PROVIDED MATERIAL ::
++++

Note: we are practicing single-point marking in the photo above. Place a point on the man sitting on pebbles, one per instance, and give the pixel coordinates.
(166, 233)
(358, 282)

++++

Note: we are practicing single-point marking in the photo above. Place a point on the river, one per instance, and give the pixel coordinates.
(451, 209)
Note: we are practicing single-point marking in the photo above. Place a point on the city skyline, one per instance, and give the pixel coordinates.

++++

Repeat everything in the records above from the line containing "the river, one" down to the line containing "on the city", with both of those lines included.

EXPECTED ANSWER ::
Note: we are practicing single-point marking in the photo above. Place a point on the river, one per instance, and give the pixel coordinates.
(451, 209)
Note: we are practicing single-point marking in the photo above. Place a point on the city skyline, one per instance, and give the pixel coordinates.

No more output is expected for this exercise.